Directions: Transcribe all records exactly.

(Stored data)

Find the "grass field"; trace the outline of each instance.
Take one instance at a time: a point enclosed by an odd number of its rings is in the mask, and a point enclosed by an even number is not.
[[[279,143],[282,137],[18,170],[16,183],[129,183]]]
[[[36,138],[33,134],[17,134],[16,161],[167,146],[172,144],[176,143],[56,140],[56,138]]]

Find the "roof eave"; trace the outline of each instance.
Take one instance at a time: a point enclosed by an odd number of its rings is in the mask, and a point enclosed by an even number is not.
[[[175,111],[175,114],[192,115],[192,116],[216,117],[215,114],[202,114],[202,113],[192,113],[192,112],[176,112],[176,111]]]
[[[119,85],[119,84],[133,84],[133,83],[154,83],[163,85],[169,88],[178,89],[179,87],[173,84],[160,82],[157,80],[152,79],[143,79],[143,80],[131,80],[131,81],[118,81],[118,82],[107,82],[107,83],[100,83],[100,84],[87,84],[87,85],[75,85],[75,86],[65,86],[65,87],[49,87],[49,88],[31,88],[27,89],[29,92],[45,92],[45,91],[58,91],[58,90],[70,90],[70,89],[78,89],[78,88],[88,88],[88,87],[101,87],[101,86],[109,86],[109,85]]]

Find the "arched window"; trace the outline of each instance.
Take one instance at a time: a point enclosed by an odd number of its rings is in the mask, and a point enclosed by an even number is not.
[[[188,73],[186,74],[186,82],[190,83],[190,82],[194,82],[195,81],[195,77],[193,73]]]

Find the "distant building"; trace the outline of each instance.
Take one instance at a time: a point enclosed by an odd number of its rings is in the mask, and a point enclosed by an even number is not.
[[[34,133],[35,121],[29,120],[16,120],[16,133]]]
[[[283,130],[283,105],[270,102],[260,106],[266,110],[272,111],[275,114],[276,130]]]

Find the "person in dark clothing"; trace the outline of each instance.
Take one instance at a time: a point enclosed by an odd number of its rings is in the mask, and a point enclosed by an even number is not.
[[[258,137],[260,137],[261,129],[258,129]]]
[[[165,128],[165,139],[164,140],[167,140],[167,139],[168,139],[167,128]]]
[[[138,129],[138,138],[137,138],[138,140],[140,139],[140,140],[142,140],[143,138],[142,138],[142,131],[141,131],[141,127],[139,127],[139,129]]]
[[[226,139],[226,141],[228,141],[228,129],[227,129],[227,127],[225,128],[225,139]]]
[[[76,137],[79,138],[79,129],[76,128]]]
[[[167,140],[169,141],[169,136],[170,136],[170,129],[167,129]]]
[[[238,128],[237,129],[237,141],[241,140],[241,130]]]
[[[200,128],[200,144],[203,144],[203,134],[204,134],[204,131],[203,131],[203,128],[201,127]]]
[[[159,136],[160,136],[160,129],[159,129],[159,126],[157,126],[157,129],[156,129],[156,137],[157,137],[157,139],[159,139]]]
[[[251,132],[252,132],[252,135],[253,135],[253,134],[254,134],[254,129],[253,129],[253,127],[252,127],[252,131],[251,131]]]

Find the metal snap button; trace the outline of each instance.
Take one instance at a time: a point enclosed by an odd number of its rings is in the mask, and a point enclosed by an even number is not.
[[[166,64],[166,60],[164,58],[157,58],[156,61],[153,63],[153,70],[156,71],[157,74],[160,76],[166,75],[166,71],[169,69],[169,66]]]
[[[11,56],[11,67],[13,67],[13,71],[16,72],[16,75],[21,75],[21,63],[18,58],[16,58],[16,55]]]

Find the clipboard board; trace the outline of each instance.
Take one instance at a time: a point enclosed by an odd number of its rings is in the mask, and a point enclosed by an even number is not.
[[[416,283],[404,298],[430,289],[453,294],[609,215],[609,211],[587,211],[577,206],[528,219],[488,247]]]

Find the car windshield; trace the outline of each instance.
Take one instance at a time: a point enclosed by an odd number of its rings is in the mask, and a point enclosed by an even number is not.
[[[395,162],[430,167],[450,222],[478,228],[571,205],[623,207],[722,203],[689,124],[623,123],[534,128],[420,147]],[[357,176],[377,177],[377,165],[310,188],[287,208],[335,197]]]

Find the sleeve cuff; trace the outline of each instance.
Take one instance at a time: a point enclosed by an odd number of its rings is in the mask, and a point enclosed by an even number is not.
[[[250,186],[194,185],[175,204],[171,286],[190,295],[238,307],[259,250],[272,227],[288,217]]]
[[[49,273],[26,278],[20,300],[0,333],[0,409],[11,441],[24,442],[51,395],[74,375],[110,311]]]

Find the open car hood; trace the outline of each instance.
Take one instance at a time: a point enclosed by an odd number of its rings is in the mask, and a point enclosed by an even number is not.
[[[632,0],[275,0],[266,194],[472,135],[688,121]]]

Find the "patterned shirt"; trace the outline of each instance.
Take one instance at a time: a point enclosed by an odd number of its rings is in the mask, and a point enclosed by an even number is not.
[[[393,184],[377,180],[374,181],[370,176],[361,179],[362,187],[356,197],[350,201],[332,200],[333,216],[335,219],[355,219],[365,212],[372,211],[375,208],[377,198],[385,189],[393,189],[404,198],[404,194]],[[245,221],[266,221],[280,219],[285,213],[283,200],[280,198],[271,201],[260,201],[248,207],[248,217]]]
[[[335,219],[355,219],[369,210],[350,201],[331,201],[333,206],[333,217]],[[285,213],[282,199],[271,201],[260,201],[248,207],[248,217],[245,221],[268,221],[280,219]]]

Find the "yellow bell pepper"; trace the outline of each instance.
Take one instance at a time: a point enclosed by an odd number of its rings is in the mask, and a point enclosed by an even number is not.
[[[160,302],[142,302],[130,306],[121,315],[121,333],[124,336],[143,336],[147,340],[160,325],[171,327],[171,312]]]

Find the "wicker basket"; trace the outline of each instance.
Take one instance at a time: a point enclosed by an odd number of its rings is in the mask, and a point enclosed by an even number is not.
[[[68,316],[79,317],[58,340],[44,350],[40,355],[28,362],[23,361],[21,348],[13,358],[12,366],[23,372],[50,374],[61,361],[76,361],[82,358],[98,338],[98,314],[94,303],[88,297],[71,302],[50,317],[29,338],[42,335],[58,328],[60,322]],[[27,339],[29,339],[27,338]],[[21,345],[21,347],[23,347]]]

Problem solution:
Find the "grass field"; trace the outline of each instance.
Take one instance at a time: a point enclosed by an odd number of its rings is in the mask, and a point enclosed by an even number is not.
[[[279,143],[282,137],[18,170],[16,183],[129,183]]]
[[[36,138],[33,134],[17,134],[16,161],[167,146],[172,144],[176,143],[56,140],[56,138]]]

Find the "roof eave"; trace the outline of each instance.
Take one instance at a time: a point enclosed by an odd number of its rings is in the mask, and a point enclosed by an even number is not.
[[[175,111],[175,114],[192,115],[192,116],[216,117],[215,114],[202,114],[202,113],[192,113],[192,112],[176,112],[176,111]]]
[[[119,85],[119,84],[133,84],[133,83],[154,83],[163,85],[169,88],[178,89],[179,87],[173,84],[160,82],[157,80],[152,79],[143,79],[143,80],[131,80],[131,81],[118,81],[118,82],[107,82],[107,83],[100,83],[100,84],[87,84],[87,85],[75,85],[75,86],[65,86],[65,87],[49,87],[49,88],[31,88],[27,89],[29,92],[45,92],[45,91],[58,91],[58,90],[70,90],[70,89],[78,89],[78,88],[88,88],[88,87],[101,87],[101,86],[109,86],[109,85]]]

Find the "arched window"; trace the outline of each instance.
Take one instance at a time: a point enclosed by an odd number of its rings is in the mask, and a point enclosed by an even number is not.
[[[188,73],[186,74],[186,82],[190,83],[190,82],[194,82],[195,81],[195,77],[193,73]]]

Find the "distant building"; trace the outline of each instance.
Take one instance at a time: a point enclosed by an odd number of its rings is in the mask, and a point enclosed by an even number is not.
[[[34,133],[35,121],[29,120],[16,120],[16,133]]]
[[[283,130],[283,105],[270,102],[260,106],[266,110],[272,111],[275,114],[276,130]]]

Find the "person in dark clothing"; trace the outline of each instance.
Take one instance at a time: a point enclosed by an odd number of its rings is in the mask, and a point enclosed by an even number is not.
[[[258,137],[260,137],[261,129],[258,129]]]
[[[165,128],[165,139],[164,140],[167,140],[167,139],[168,139],[167,128]]]
[[[138,129],[138,138],[137,138],[138,140],[140,139],[140,140],[142,140],[143,138],[142,138],[142,131],[141,131],[141,127],[139,127],[139,129]]]
[[[226,139],[226,141],[228,141],[228,129],[227,129],[227,127],[225,128],[225,139]]]
[[[76,137],[79,138],[79,129],[76,128]]]
[[[167,140],[169,141],[169,136],[170,136],[170,129],[167,129]]]
[[[238,128],[237,129],[237,141],[241,140],[241,130]]]
[[[200,128],[200,144],[203,144],[203,134],[204,134],[204,131],[203,131],[203,128],[201,127]]]
[[[159,136],[160,136],[160,129],[159,129],[159,126],[157,126],[157,129],[156,129],[156,137],[157,137],[157,139],[159,139]]]
[[[251,132],[252,132],[252,135],[253,135],[253,134],[254,134],[254,129],[253,129],[253,127],[252,127],[252,131],[251,131]]]

Find the metal snap button; trace the outline of each instance.
Take one instance at a time: a point enclosed by an odd number of its rings is in the mask, and a point enclosed by an even number is not.
[[[166,64],[166,60],[164,58],[157,58],[156,61],[153,63],[153,70],[156,71],[157,74],[160,76],[166,75],[166,71],[169,69],[169,66]]]
[[[11,56],[11,67],[13,67],[13,71],[16,72],[16,75],[21,75],[21,63],[18,58],[16,58],[16,55]]]

Find the clipboard board; trace the outline of each instance.
Take one instance at a time: a point enclosed by an odd number of its rings is in the mask, and a point enclosed by an even number is not.
[[[416,283],[404,298],[430,289],[453,294],[609,215],[609,211],[587,211],[577,206],[528,219],[488,247]]]

Find the car windshield; trace the outline of each instance.
Take one instance at a time: a point enclosed by an odd number of its rings is in the mask, and a point enclosed by an even number is not.
[[[395,162],[430,167],[450,222],[478,228],[571,205],[623,207],[722,203],[689,124],[623,123],[534,128],[420,147]],[[357,176],[377,177],[377,165],[310,188],[287,208],[335,197]]]

Find the sleeve cuff; trace the outline of each instance.
Take one instance at a time: a point enclosed by an odd number of its rings is in the mask, and a point enclosed by an even number is not.
[[[250,186],[194,185],[175,204],[171,286],[190,295],[238,307],[259,250],[272,227],[288,217]]]
[[[49,273],[26,278],[20,300],[0,333],[0,409],[11,441],[24,442],[51,395],[74,375],[110,311]]]

Find the open car hood; trace the outline of each instance.
Take one instance at a time: a point enclosed by an odd number of its rings is in the mask, and a point enclosed by an even number is not.
[[[632,0],[275,0],[266,194],[472,135],[688,121]]]

Find the "patterned shirt"; trace the outline of each instance.
Take one instance at a time: a point enclosed by an odd number of its rings is in the mask, and a point enclosed by an even number is not.
[[[393,184],[377,180],[374,181],[370,176],[361,179],[362,187],[356,197],[350,201],[332,200],[333,216],[335,219],[355,219],[365,212],[372,211],[375,208],[377,198],[385,189],[393,189],[404,198],[404,194]],[[245,221],[266,221],[280,219],[285,213],[283,200],[280,198],[271,201],[260,201],[248,207],[248,217]]]
[[[335,219],[355,219],[369,210],[350,201],[331,201],[333,206],[333,217]],[[285,213],[282,199],[271,201],[260,201],[248,207],[248,217],[245,221],[268,221],[280,219]]]

Find the "yellow bell pepper"; trace the outline of each instance.
Take one instance at a time: a point enclosed by an odd number of its rings is in the mask, and a point enclosed by an even number is not.
[[[160,302],[142,302],[130,306],[121,315],[121,333],[124,336],[143,336],[147,340],[160,325],[171,327],[171,312]]]

Find the "wicker basket"; trace the outline of each instance.
Take one instance at a time: a point enclosed by an odd number of its rings is in the mask, and a point enclosed by an even number is not.
[[[68,316],[79,317],[58,340],[44,350],[40,355],[28,362],[23,361],[21,348],[13,358],[12,366],[23,372],[50,374],[61,361],[76,361],[82,358],[98,338],[98,314],[94,303],[88,297],[71,302],[50,317],[29,338],[42,335],[58,328],[60,322]],[[27,339],[29,339],[27,338]],[[21,345],[21,347],[23,347]]]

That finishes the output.